## Provided passage
....................

Numeric: tables, counts, measurements
Audiovisual: images, sound recordings, video
Models, computer code
Discipline-specific: FITS in astronomy, CIF in chemistry
Instrument-specific: equipment outputs
How stable is the data?
Data can also be fixed or changing over the course of the project (and perhaps beyond the project's end). Do the data ever change? Do they grow? Is previously recorded data subject to correction? Will you need to keep track of data versions? With respect to time, the common categories of dataset are:
Fixed datasets: never change after being collected or generated
Growing datasets: new data may be added, but the old data is never changed or deleted
Revisable datasets: new data may be added, and old data may be changed or deleted
The answer to this question affects how you organize the data as well as the level of versioning you will need to undertake. Keeping track of rapidly changing datasets can be a challenge so it is imperative that you begin with a plan to carry you through the entire data management process.
How much data will the project produce?
For instance, image data typically requires a lot of storage space, so you'll want to decide whether to retain all your images (and, if not, how you will decide which to discard) and where such large data can be housed. Be sure to know your archiving organization's capacity for storage and backups.
To avoid being under-prepared, estimate the growth rate of your data. Some questions to consider are:
Are you manually collecting and recording data?
Are you using observational instruments and computers to collect data?
Is your data collection highly iterative?
How much data will you accumluate every month or every 90 days?
How much data do you anticipate collecting and generating by the end of your project?

....................

## Dataset content
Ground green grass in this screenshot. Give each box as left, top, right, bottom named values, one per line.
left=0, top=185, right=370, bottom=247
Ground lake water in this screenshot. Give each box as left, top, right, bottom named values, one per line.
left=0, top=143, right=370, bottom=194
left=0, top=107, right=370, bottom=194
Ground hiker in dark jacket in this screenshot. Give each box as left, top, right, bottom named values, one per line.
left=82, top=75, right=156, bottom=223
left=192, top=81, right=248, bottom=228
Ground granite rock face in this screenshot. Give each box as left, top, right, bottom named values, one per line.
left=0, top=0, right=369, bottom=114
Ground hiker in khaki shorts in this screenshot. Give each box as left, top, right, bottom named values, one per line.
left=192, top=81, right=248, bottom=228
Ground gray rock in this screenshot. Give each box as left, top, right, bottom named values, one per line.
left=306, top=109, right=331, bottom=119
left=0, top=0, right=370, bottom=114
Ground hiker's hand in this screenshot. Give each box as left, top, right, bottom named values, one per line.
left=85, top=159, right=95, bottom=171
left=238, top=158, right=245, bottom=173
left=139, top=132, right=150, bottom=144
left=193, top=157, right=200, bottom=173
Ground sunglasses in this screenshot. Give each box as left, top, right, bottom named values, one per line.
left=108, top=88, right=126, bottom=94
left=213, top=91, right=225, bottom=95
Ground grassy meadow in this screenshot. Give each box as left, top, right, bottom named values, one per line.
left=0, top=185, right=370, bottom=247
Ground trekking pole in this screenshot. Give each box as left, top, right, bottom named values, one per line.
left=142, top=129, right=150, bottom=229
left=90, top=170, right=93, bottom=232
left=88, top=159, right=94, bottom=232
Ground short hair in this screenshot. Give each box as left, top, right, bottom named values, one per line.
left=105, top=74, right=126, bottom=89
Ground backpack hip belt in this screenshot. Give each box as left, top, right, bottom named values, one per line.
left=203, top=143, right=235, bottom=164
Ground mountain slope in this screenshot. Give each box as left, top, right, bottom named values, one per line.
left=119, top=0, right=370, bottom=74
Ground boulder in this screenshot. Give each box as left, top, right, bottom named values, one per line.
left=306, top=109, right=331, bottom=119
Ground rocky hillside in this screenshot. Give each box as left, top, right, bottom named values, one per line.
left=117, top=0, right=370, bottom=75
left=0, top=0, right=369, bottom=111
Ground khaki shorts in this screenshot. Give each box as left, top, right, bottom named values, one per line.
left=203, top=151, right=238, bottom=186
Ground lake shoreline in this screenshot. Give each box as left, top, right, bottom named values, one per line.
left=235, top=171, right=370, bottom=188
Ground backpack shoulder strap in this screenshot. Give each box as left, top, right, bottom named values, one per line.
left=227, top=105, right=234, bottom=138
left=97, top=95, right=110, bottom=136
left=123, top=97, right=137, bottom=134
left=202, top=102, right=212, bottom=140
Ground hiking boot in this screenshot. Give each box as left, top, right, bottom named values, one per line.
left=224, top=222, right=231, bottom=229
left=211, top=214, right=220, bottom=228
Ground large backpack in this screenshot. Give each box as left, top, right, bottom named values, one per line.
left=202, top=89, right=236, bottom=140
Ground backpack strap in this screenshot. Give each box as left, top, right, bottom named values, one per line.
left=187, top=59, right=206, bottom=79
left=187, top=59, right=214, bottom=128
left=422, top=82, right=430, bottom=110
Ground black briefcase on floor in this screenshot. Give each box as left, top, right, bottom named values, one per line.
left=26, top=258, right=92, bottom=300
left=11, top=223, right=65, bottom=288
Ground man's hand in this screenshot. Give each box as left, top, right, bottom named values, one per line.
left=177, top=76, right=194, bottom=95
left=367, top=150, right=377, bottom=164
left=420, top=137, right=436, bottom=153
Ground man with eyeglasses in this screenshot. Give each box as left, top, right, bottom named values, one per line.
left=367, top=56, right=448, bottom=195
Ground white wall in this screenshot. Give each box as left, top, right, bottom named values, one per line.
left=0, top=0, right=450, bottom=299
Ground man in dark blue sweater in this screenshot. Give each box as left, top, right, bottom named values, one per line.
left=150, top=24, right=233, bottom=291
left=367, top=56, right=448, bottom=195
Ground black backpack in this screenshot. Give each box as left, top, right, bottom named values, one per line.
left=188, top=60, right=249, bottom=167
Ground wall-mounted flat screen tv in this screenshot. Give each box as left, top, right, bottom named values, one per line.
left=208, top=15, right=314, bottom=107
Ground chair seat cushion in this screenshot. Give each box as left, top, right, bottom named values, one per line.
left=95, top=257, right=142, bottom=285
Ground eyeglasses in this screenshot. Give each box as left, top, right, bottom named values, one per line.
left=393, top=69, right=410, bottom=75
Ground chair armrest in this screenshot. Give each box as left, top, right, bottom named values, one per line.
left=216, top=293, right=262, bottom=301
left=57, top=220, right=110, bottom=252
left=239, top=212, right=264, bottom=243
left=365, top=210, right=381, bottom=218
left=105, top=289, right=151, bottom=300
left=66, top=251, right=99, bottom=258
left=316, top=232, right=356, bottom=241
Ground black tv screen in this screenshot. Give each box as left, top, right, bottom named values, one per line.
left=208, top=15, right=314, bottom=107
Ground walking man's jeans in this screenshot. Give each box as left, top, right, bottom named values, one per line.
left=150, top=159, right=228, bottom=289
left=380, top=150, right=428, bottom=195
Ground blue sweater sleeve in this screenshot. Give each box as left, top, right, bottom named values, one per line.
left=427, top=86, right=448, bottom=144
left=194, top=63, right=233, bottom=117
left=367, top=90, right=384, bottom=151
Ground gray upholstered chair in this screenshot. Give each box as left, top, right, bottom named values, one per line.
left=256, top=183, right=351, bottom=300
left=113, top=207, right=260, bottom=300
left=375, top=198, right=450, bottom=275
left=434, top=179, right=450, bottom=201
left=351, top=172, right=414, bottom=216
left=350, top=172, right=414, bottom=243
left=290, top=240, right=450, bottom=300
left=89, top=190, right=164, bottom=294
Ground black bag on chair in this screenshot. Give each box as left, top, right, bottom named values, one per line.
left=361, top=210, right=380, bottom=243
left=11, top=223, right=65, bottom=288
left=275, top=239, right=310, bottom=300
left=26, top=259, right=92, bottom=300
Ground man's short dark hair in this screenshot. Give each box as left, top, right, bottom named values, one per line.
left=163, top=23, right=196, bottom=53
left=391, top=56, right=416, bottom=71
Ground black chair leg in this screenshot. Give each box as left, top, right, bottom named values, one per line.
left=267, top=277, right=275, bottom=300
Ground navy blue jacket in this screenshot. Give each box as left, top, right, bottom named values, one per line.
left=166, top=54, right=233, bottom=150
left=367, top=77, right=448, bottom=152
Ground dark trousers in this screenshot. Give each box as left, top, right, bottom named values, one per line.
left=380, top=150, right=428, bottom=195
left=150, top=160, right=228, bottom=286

....................

## What is expected
Write out the passage on research data word for word, starting at "Data can also" and ending at "the project produce?". The material comes from a separate source and has no connection to the passage on research data.

## Reply
Data can also be fixed or changing over the course of the project (and perhaps beyond the project's end). Do the data ever change? Do they grow? Is previously recorded data subject to correction? Will you need to keep track of data versions? With respect to time, the common categories of dataset are:
Fixed datasets: never change after being collected or generated
Growing datasets: new data may be added, but the old data is never changed or deleted
Revisable datasets: new data may be added, and old data may be changed or deleted
The answer to this question affects how you organize the data as well as the level of versioning you will need to undertake. Keeping track of rapidly changing datasets can be a challenge so it is imperative that you begin with a plan to carry you through the entire data management process.
How much data will the project produce?